**Action item**. Reproduce all of the data, making sure that no line differs from the original.

**Data for processing**.
______________________________

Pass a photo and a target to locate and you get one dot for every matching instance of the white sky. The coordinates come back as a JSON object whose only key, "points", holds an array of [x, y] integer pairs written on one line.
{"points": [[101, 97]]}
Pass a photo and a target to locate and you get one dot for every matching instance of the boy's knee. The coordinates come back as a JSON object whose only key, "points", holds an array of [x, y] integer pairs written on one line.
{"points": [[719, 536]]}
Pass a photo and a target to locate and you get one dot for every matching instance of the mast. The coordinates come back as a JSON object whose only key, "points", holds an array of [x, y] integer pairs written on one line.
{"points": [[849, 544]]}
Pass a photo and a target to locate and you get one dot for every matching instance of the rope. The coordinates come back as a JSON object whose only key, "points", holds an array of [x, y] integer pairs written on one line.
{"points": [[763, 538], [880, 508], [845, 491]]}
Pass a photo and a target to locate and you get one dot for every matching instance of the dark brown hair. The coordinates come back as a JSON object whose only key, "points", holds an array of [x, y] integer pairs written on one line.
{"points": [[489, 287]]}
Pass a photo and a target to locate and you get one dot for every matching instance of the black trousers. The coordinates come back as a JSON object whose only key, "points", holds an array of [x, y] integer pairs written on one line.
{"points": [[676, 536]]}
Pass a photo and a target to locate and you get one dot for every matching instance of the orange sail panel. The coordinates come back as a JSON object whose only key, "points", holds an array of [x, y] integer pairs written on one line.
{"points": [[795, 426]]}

______________________________

**Task output**.
Pass a photo and a target to locate and you get one dot for every matching instance of the white sky. The coordinates come back as a JSON object whose only key, "points", holds an array of [x, y] integer pairs written on one line.
{"points": [[101, 97]]}
Pass a photo and a target to locate and you get one dot for every matching instance of the boy's knee. The coordinates come back as a JSON object whose only key, "points", holds an array of [x, y] integer pairs written on one line.
{"points": [[719, 536]]}
Pass a photo and a target to locate and you get one dot for every matching instance of the mast. The coordinates come back as a JSON object whose only key, "points", holds an array of [x, y] integer pairs written on one line.
{"points": [[849, 544]]}
Pass a photo and a target to locate and you get one dot for every matching instance of the rope. The coordinates come back as a JSON object whose only key, "points", holds an array of [x, y] integer pairs written on one line.
{"points": [[763, 538], [880, 508], [845, 491]]}
Pass a photo and a target to locate and you get one dot for every matching instance of the dark brown hair. The coordinates come back as a JSON object whose only key, "points", holds an array of [x, y] integer pairs written on one line.
{"points": [[489, 287]]}
Pass a photo and a target to locate and you get one dot for every matching instance of the black trousers. The coordinates come back as a JSON object whose only key, "points", holds an array of [x, y] integer pairs written on one line.
{"points": [[676, 536]]}
Pass a photo and a target to locate and you get one dot for every matching instance of the orange sail panel. The coordinates come back as a JSON object whose only key, "points", holds an array of [x, y] integer pairs written on one line.
{"points": [[795, 426]]}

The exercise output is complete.